(Saved entries)
______

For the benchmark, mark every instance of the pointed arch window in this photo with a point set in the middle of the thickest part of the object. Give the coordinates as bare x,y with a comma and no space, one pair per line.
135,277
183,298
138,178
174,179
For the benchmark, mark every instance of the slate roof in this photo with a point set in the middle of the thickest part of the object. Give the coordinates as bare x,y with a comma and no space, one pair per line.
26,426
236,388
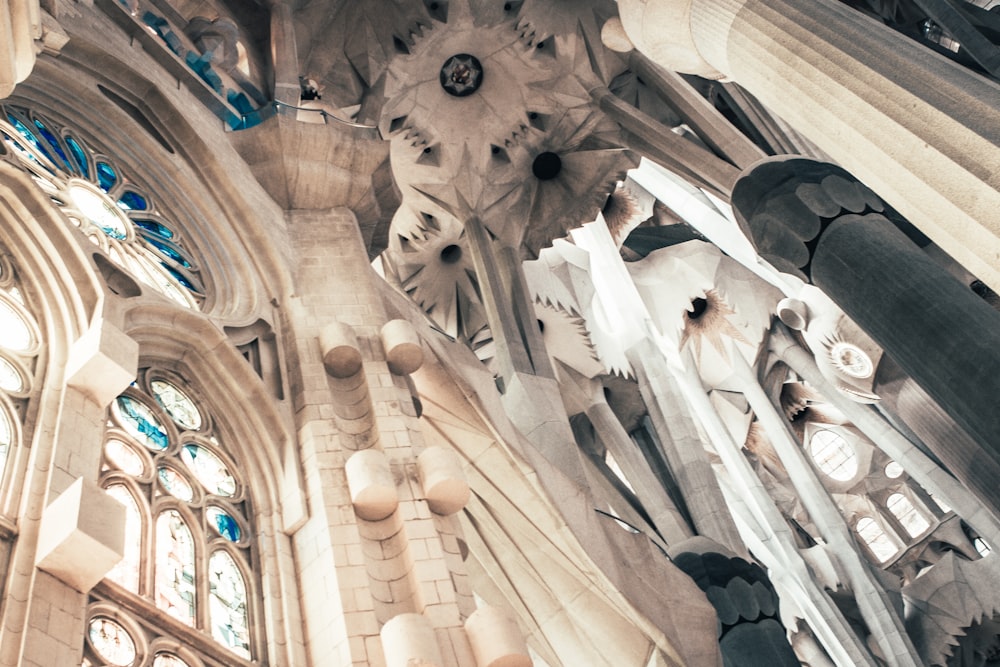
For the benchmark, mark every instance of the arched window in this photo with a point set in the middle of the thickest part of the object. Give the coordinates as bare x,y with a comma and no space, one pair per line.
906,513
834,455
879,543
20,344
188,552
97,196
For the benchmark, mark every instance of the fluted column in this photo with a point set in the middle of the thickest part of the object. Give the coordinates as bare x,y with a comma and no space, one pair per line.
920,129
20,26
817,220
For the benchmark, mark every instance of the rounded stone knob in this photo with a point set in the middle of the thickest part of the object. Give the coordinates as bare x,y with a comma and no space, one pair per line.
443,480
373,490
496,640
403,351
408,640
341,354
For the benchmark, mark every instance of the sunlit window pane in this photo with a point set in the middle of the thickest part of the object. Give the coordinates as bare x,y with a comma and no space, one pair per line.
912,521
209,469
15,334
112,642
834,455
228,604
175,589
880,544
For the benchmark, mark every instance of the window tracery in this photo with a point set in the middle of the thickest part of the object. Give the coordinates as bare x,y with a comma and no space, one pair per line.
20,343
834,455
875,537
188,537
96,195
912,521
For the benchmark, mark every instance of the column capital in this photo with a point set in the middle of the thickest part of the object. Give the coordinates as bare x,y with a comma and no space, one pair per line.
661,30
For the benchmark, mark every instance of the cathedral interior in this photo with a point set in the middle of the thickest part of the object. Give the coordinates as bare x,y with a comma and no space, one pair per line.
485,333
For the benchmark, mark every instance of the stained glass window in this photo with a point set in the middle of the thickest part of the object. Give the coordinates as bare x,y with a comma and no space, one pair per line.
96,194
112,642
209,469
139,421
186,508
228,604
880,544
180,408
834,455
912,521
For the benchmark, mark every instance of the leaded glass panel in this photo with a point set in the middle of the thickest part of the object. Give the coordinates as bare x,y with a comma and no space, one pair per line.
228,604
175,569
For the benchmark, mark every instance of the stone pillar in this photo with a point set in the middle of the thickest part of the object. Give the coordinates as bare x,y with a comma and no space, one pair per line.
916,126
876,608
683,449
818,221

______

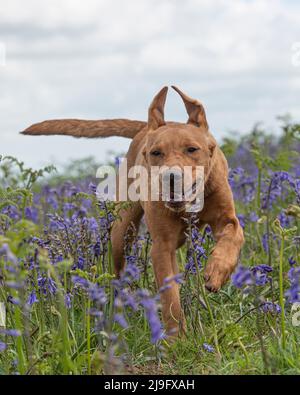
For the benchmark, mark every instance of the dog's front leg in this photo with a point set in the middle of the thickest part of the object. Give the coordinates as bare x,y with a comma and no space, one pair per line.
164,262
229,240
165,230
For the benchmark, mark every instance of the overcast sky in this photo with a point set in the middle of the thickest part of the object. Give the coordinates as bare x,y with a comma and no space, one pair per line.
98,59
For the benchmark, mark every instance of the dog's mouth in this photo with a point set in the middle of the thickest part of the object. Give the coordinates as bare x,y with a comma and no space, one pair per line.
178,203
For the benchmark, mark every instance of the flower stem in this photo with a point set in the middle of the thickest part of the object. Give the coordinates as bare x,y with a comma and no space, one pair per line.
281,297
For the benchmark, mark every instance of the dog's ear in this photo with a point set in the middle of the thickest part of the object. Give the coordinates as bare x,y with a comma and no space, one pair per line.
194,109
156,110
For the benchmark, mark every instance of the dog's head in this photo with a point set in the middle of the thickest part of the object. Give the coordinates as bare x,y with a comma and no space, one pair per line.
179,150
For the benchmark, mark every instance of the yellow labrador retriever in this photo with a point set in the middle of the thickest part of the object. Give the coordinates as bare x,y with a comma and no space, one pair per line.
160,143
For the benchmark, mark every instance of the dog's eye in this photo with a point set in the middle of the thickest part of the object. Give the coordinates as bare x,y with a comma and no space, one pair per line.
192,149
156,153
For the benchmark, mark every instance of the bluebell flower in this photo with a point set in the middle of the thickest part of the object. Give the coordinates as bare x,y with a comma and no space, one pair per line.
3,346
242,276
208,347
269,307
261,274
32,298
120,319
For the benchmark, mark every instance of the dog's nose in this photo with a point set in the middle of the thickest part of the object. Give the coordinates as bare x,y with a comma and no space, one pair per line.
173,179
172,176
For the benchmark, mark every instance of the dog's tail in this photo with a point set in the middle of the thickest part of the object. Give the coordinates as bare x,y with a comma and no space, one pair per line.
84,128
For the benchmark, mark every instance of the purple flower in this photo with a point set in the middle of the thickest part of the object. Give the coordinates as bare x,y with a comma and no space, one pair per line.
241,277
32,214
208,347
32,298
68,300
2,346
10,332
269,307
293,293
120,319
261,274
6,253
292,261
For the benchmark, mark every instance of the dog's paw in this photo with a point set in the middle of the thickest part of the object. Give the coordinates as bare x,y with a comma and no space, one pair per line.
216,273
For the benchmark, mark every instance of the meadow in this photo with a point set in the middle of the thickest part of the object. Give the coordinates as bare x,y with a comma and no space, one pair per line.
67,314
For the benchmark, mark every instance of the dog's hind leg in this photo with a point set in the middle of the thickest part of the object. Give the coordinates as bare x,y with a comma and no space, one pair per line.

______

*What the task asks*
Copy the lines exactly, starting at the line that has "For the benchmark, mark every instance of the meadow" and stopping after the line that has "For the benchmark, mark every instance of the dog's hind".

*Output*
For the benchmark, mark every instance of the meadow in this photo with a point set in the middle of the thickest part of the object. Give the coordinates as bare x,y with a comma and no space, one pair per line.
67,314
For the benchmark, mark every instance of the dog's hind leg in this photo with a point set in the middle of the thickest part of the object. Give the coordinates as bare x,y with a comma and no space, one pair per line.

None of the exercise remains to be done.